Saída de Narbonne |
Há dias que nunca se esquecerão! Esses dias representam o futuro da humanidade. Perceberão no fim do texto.
A chegada ao Porto de Narbonne tinha sido um bálsamo, tinha
batalhado duro contra o vento para visitar à abadia de Fontfroide, o
"camping" estar fechado foi uma sorte. Encontrei dormida num pequeno
hotel no centro da cidade. Tomei banho, comi o que restava, segui para visitar
o centro histórico. Eis que começa uma carga de água que deve ter durado toda a
noite. Devo ter dormido umas 10h... Quando acordava era com o barulho da chuva
forte. Às 9h da manhã ainda chovia. Preparei o poncho, deixo abrandar e mesmo
sem comer meto-me pelo canal de Robine para voltar ao Midi.
Lama + lama, chuva + chuva... A dado momento uma vedação e
um sinal de obras corta o caminho, volto para trás... Apanho uma saída para uma
estrada e sigo em direção à Cuxac-d'Aude na esperança de lá encontrar um café
ou supermercado onde comprar comida.
Ledo engano... Volteei por ruas e ruelas, perguntei e
perguntei, a resposta era sempre a mesma "é difícil"...
Pensei seguir para Capestang e assim evitar entrar na lama, pergunto a uma senhora por um café e a resposta foi: "venha comer a minha casa"! Pensei que tinha percebido mal e agradeço mas só queria uma indicação de algum estabelecimento mais próximo. A senhora insiste: "moro aqui, vou abrir a garagem para a bicicleta não ficar à chuva" e foi logo abrir a garagem...
Aceitei a graça concedida. Descalço as sapatilhas cheias de
lama e as meias vão deixando o rasto molhado. Manda-me sentar a mesa, apresenta
a filha e o gato e traz meia pizza... Eu que não posso comer glúten, devorei a
pizza… Depois bebi duas canecas de café. Ofereceu fruta e iogurte, agradeci,
mas já estava bem. A conversa desenvolve-se bem com a filha, veterinária, e ela.
Falámos de viagens em bicicleta e em moto, de associativismo social, em francês
e em espanhol, como dava... Tirámos uma foto para mostrar ao marido e ofereci
préstimos em Portugal.
Antes de sair "exigiu” que eu trouxesse 4 bolos da
kinder, aceito e volto a agradecer.
Nem 10 km passados já os bolos começavam a estimular o palato :) . Em Capestang retorno ao Canal du Midi e volto à lama. A partir de Colomniers surge uma belíssima Ecovia.

===

** Descrição da tarefa **
Prossegue o relato da viagem de bicicleta desde Narbonne, começando logo depois da última frase apresentada. Os registos que vêm a seguir não são necessários.

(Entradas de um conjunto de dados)

===

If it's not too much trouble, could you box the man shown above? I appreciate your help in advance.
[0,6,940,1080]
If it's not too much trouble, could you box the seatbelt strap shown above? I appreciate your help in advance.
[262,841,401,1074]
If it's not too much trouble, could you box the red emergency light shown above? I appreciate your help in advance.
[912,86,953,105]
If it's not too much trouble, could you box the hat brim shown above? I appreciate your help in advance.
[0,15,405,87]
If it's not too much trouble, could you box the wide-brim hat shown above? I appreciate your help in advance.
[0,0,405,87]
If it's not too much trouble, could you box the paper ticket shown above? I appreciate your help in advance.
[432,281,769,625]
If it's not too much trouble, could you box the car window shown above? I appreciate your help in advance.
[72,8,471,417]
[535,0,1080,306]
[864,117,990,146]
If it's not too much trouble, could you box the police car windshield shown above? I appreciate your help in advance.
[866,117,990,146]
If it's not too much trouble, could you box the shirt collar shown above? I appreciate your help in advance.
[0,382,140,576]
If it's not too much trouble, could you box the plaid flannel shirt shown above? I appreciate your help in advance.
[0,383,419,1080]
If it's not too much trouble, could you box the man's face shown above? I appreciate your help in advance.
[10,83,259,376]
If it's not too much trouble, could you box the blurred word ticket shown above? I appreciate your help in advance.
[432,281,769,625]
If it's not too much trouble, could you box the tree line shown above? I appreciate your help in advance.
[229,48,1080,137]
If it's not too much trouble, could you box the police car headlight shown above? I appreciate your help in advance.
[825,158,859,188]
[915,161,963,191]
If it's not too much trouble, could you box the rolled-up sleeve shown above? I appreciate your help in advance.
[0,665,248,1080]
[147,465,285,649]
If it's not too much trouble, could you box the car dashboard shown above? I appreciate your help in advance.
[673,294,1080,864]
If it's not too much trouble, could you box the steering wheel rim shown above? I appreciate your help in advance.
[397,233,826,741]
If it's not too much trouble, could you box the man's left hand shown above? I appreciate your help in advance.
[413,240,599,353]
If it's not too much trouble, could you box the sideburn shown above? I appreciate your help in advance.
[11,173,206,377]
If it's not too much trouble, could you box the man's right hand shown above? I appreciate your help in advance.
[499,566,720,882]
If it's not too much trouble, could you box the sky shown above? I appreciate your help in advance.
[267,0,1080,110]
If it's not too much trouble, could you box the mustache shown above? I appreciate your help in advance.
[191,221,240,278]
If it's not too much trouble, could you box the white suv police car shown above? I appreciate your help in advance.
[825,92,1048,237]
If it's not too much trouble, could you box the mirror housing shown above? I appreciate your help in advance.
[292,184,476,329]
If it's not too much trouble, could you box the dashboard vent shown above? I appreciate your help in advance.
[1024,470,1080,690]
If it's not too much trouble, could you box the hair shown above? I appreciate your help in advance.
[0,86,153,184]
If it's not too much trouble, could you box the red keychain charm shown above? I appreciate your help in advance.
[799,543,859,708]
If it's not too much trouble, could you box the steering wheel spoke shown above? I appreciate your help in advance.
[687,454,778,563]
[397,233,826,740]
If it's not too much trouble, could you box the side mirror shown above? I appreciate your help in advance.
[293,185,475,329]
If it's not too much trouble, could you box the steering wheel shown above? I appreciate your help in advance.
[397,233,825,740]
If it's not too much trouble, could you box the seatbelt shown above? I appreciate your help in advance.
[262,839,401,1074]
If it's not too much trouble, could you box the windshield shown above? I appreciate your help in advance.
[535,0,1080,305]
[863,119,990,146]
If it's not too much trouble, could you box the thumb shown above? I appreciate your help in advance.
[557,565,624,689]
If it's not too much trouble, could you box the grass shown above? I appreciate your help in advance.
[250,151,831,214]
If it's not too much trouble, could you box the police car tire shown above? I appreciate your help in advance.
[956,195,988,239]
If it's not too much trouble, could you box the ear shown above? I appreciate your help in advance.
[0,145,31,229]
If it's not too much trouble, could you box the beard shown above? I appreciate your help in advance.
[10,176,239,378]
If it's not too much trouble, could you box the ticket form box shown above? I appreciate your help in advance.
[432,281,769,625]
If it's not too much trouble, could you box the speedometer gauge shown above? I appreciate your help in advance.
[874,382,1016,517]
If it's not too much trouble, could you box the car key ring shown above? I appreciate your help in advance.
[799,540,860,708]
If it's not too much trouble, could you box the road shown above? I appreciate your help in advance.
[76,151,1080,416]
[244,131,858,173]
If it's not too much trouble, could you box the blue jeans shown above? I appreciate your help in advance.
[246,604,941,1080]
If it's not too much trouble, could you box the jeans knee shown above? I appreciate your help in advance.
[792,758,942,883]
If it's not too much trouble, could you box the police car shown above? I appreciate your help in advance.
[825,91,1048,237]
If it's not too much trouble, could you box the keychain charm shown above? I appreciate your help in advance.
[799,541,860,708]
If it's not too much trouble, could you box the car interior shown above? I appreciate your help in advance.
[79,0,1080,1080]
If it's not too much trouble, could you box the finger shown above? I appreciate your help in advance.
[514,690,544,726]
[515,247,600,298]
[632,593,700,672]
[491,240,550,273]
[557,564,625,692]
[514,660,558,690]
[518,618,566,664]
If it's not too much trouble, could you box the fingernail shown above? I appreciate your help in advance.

===

** Resposta **
Pelo caminho há encontros: um velho que morava no próprio
barco quis saber o que andava a fazer e contou-me histórias de imigrante na
América do Sul, um jovem meteu também diálogo na curiosidade de um velho português
por ali, uma ciclista alemã pede informações: estava a fazer o Midi em sentido
inverso; mais uma hora de conselhos e conversa...
Tenti passar pelo Túnel de Lamas mas as barras de ferro
impediam-no...
São já 17h quando chego às lindas e famosas 9 Écluses deFonseranes.
Um grupo de franceses mete conversa... Falámos da viagem, do
que conheciam em Portugal, de ser reformado :) ...
Quando digo que penso chegar a Séte desaconselham, ainda
faltavam uns 50 kms... Uma senhora puxa do telemóvel e começa a procurar
alojamentos... Falo em hostel... Devem ter pensado que eu não tinha dinheiro, pois começaram a dizer-me que davam se fosse preciso... Devia estar mesmo com cara
de "portuga" abandonado!
Agradeço, volto a agradecer, tiro duas fotos ao canal e sigo
para Béziers...
Procuro o Ibis e cá estou...
Há dias que não esquecerei. Acima de tudo valem para mostrar
a todos nós que a esperança na humanidade deve estar no centro da nossa vida.
O mundo não é a perceção de violência e desconfiança que as
TVs transmitem, apesar da invasão da Ucrânia. Os povos podem gerar
solidariedade com imigrantes ou pobres ou, simplesmente, entre todos nós.
A comunidade pode ser isso mesmo. Marx e Engels também lutaram
pelo crescimento da "Liga dos Justos"... Liga dos Justos! Sim,
justiça! Sim solidariedade! Sim paz!
Hoje [4 de outubro de 2021] choveu torrencialmente, mas o
sol brilhou e até se pôs em tons vermelhos!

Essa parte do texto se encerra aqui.